The word "champagne" may appear in lines of the data; say how many such lines there are, with nothing beyond the number.

Data extracts section start

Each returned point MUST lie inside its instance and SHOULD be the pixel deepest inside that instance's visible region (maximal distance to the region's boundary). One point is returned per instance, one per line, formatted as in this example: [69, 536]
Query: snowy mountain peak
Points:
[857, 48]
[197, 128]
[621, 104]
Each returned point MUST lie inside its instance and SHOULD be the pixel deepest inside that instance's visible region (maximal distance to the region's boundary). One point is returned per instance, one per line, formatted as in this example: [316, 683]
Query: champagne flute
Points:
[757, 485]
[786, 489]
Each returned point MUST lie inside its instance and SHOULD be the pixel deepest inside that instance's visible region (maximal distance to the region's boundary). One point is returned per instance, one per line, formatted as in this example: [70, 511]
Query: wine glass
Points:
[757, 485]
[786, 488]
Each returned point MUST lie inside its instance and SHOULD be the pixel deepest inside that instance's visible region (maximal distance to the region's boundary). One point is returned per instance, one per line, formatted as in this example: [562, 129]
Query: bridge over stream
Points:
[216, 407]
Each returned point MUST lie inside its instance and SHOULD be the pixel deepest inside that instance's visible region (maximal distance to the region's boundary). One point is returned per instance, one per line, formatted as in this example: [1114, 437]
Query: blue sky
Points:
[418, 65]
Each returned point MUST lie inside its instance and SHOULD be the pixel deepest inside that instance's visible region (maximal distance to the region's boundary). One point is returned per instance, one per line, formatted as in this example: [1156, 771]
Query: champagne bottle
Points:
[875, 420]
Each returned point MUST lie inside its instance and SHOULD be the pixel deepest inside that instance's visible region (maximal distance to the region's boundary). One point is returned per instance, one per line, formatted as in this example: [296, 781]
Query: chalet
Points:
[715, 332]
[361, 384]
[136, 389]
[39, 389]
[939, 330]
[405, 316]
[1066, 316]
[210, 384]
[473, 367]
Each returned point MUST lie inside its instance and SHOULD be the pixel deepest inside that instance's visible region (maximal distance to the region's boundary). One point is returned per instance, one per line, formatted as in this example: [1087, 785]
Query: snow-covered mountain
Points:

Data extracts section end

▶ Reply to the exercise
2